Given passage:
+--

Our Sponsor has purchased an aggregate of 214,500 Private Placement Units at a price of $10.00 per Unit, in a private placement that was closed simultaneously with the closing of the IPO on July 29, 2019. Each Unit consists of one ordinary share, $0.0001 par value, one right granting the holder thereof the right to receive one-tenth (1/10) of one ordinary share upon the consummation of a Business Combination, and one warrant (“Private Placement Warrant”) exercisable to purchase one-half (1/2) of one ordinary share at a price of $11.50 per whole share. $2,145,000 proceeds we received from the Private Placement was hold in the Trust Account.

 

NOTE 4 — CASH IN TRUST ACCOUNT

 

The rules of the NASDAQ provide that at least 90% of the gross proceeds from the above IPO and the private placement be deposited in a Trust Account. Of the net proceeds we will receive from the IPO and the Private Placement described in above, $50,000,000, be deposited into a segregated Trust Account located in the United States with Continental Stock Transfer & Trust Company acting as trustee.

 

The funds in the Trust Account will be invested only in specified U.S. government treasury bills or in specified money market funds. No proceeds held in the Trust Account will be available for our use, except the withdrawal of interest to pay taxes unless and until we complete our Business Combination.

+--

Problem set:
(a) In the filing excerpt, which company acts as trustee of the Trust Account?
(b) Return the part of the entries that opens with the line containing "Task: pick out the full moon." and runs through the end of the entries, unchanged.
The filing excerpt has no connection to the entries that come after it.

[Point annotation data]
+--

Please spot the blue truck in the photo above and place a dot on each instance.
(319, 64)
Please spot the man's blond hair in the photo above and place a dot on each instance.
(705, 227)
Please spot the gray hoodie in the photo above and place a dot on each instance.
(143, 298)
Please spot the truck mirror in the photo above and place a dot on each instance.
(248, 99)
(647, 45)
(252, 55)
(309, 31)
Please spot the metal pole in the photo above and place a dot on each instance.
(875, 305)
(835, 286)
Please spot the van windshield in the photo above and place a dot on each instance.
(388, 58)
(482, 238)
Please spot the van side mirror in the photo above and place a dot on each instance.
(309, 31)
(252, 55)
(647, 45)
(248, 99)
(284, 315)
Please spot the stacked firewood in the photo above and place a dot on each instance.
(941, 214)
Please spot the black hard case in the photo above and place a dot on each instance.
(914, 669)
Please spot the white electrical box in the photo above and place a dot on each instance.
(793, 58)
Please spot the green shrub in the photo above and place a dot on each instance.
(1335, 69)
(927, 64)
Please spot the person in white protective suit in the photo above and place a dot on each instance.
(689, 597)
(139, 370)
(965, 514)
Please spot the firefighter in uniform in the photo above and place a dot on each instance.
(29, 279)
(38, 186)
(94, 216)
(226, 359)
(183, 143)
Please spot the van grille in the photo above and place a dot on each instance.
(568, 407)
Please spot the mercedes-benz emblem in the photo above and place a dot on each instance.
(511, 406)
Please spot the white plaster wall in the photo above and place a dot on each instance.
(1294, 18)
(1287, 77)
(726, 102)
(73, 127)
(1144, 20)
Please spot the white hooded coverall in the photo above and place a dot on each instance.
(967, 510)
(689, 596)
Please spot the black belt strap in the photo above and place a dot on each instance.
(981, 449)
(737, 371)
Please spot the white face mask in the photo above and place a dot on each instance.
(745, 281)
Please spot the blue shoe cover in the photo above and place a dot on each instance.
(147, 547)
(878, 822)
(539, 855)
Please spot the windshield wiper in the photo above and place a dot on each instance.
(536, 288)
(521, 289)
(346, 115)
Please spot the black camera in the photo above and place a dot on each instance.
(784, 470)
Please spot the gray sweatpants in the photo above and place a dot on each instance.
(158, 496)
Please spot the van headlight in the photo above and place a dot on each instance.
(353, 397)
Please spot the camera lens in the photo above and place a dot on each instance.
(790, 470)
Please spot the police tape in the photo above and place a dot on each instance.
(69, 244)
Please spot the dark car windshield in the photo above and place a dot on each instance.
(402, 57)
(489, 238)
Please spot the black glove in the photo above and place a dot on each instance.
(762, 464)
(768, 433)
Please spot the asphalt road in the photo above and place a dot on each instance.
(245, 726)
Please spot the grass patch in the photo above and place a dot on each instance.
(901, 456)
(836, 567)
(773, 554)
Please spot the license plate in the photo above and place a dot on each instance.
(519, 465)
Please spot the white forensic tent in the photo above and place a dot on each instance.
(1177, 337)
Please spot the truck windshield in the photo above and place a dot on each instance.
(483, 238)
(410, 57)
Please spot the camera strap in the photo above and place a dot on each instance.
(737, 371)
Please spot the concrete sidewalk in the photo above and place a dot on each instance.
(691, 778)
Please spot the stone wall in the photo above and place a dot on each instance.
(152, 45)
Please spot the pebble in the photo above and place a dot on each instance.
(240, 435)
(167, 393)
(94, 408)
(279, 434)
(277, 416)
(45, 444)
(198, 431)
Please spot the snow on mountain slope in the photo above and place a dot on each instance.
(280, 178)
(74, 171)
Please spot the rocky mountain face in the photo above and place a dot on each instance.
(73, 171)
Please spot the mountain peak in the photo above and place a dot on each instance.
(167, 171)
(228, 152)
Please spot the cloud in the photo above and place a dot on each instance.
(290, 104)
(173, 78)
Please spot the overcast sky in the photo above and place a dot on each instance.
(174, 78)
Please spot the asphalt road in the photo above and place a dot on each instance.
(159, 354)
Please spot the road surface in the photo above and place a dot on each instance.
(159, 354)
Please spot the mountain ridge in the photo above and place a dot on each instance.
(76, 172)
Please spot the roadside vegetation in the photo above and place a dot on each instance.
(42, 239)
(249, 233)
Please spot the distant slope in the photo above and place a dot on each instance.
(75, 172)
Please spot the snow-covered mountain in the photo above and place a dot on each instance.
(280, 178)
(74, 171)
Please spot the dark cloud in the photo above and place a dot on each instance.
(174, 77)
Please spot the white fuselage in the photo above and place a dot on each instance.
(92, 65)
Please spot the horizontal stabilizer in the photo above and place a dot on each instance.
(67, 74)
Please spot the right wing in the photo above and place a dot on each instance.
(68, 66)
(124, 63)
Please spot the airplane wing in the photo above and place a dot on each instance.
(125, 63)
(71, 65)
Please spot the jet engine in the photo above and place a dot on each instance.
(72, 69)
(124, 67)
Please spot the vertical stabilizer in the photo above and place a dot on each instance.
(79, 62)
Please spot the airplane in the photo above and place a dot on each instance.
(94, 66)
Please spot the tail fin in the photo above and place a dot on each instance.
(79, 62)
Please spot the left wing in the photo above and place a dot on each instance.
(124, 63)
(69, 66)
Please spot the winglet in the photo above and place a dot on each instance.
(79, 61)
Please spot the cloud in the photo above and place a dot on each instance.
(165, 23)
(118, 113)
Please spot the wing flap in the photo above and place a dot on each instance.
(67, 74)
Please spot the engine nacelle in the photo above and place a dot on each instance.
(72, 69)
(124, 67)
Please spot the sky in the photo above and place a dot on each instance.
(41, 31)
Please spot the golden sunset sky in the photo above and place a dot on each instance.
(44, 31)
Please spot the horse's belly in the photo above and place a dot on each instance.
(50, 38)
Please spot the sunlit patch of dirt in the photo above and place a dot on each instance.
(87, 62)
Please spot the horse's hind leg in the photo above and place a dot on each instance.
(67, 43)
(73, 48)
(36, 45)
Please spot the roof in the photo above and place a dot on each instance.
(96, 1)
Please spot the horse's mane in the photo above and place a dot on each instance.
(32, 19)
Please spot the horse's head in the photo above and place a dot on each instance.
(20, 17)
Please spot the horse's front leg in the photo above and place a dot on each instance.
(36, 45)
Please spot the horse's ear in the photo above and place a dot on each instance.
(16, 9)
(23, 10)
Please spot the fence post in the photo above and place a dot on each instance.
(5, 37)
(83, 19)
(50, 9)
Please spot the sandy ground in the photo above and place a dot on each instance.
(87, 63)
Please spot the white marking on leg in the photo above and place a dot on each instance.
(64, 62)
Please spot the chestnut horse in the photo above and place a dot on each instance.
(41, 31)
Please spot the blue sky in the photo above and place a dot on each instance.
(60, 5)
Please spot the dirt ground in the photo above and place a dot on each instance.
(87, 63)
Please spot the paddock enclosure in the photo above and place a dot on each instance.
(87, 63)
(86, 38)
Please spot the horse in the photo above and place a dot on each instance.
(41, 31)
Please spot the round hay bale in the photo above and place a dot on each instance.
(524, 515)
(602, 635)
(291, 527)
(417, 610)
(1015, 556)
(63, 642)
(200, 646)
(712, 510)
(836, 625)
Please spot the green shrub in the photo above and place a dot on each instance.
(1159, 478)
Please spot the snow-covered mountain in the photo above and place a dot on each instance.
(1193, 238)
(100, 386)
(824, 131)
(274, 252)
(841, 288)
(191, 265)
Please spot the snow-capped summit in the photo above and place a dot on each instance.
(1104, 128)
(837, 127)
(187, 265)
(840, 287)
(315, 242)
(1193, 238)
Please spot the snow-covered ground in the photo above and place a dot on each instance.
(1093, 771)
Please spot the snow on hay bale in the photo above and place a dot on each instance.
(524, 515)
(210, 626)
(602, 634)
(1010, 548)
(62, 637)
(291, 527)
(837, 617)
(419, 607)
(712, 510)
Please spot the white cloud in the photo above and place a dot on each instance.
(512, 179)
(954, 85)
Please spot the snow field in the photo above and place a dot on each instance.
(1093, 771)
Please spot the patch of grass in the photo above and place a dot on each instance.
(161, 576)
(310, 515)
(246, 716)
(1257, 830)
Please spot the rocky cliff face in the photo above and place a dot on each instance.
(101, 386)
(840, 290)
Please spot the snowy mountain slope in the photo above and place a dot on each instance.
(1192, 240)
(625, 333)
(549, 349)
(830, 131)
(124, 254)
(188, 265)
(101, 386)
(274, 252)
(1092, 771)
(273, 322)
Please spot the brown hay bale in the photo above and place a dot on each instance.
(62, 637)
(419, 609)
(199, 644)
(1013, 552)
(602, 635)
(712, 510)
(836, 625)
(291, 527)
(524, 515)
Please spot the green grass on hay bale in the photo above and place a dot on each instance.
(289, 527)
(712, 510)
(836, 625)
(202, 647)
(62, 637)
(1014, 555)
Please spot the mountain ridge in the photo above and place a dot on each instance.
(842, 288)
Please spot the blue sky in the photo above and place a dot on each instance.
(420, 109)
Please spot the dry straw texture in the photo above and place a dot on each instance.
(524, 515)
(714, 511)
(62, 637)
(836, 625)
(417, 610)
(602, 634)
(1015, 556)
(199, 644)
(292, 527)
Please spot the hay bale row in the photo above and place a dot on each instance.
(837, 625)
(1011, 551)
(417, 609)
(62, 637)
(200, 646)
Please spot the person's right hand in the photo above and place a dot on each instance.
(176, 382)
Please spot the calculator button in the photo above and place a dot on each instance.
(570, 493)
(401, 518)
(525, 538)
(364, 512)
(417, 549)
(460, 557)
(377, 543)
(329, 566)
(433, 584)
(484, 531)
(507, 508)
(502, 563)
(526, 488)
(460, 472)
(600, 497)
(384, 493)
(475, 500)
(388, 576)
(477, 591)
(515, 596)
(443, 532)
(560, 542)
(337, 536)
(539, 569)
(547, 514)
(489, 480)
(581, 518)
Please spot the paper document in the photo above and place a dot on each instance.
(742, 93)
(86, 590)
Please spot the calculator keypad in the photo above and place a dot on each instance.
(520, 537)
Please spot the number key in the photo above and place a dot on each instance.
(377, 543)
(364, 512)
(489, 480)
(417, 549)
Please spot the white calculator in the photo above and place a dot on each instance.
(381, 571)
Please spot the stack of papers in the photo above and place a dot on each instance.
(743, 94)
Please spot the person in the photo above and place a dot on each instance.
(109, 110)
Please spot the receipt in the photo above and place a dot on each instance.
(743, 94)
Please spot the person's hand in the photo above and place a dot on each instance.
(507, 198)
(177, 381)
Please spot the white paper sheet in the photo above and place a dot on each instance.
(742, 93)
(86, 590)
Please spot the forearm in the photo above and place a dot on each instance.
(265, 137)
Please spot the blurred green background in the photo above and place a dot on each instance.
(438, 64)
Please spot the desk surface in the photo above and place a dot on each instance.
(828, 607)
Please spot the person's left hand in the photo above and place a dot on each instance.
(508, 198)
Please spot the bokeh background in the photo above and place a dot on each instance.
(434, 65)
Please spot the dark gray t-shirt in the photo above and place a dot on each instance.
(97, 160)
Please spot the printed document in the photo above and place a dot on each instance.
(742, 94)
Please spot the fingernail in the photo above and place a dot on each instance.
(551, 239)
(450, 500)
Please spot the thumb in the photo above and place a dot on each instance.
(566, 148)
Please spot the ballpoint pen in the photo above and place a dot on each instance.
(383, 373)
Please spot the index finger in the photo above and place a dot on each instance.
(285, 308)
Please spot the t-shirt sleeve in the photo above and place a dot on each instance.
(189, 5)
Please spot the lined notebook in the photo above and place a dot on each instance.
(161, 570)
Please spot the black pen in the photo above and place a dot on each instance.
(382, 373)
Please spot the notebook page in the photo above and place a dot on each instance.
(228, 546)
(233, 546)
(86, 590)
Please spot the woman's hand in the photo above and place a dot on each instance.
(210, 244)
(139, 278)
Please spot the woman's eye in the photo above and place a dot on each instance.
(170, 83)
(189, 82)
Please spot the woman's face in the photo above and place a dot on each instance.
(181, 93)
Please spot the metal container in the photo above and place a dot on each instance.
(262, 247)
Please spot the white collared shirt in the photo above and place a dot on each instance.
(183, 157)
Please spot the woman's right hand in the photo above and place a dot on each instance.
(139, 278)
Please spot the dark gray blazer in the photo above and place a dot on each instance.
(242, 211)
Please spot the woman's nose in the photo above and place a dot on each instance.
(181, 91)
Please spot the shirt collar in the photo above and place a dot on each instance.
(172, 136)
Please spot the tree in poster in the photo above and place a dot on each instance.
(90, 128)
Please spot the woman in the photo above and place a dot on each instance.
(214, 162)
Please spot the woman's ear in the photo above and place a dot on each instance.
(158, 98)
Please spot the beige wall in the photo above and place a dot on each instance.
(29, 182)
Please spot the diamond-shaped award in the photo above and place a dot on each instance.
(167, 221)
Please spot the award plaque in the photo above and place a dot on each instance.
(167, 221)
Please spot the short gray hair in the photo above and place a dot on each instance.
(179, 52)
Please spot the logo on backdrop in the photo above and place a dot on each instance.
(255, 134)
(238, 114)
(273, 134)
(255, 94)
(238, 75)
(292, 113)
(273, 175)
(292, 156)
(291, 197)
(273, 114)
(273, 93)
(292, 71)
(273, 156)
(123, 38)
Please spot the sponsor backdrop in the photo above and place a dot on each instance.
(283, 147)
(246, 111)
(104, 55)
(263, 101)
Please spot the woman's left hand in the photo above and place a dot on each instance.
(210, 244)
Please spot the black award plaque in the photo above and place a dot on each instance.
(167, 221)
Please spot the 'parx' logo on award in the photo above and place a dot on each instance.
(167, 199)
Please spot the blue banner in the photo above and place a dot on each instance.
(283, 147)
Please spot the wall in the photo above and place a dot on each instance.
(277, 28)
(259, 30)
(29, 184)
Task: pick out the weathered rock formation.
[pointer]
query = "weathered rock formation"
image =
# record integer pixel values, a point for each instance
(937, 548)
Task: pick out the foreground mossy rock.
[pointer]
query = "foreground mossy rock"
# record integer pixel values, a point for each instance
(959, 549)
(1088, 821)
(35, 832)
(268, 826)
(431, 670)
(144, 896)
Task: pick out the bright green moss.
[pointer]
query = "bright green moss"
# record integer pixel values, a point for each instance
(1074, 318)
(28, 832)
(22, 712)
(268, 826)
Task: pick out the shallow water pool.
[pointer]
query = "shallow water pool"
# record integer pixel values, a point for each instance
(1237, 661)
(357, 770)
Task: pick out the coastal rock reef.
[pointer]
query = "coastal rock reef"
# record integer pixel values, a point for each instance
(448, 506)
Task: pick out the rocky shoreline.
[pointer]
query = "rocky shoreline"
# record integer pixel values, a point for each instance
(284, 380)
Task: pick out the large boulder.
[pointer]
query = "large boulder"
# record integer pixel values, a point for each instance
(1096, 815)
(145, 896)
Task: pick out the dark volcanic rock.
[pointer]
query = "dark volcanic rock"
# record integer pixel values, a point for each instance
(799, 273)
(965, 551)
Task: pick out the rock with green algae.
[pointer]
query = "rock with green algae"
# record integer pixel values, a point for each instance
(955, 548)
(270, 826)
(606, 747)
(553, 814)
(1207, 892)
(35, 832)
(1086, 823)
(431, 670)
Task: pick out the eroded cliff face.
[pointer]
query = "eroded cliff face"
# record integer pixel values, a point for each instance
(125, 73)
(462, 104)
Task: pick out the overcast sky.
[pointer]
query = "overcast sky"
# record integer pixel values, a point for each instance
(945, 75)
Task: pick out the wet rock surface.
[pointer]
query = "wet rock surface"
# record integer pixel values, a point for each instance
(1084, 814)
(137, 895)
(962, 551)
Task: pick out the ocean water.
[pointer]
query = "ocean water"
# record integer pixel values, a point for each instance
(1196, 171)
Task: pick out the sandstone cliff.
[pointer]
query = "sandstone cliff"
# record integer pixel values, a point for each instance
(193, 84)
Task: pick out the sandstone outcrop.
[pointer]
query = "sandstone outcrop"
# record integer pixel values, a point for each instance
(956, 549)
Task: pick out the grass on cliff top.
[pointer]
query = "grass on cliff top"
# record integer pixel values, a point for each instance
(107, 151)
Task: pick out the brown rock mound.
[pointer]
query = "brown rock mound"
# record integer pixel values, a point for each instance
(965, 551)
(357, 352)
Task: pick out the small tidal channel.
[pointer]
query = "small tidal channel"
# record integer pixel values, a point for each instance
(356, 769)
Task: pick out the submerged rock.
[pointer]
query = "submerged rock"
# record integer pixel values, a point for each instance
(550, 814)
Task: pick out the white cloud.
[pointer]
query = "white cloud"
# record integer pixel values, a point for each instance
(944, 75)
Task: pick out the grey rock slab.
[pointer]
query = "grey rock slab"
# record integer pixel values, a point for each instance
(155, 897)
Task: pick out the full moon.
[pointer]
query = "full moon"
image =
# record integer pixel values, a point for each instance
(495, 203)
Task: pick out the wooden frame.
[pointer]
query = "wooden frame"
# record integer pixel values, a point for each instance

+--

Task-by-task solutions:
(a) Continental Stock Transfer & Trust Company.

(b)
Task: pick out the full moon.
[pointer]
query = "full moon"
image =
# record integer pixel values, a point for each instance
(495, 203)
Task: pick out the wooden frame.
[pointer]
query = "wooden frame"
# record integer pixel values, a point for each instance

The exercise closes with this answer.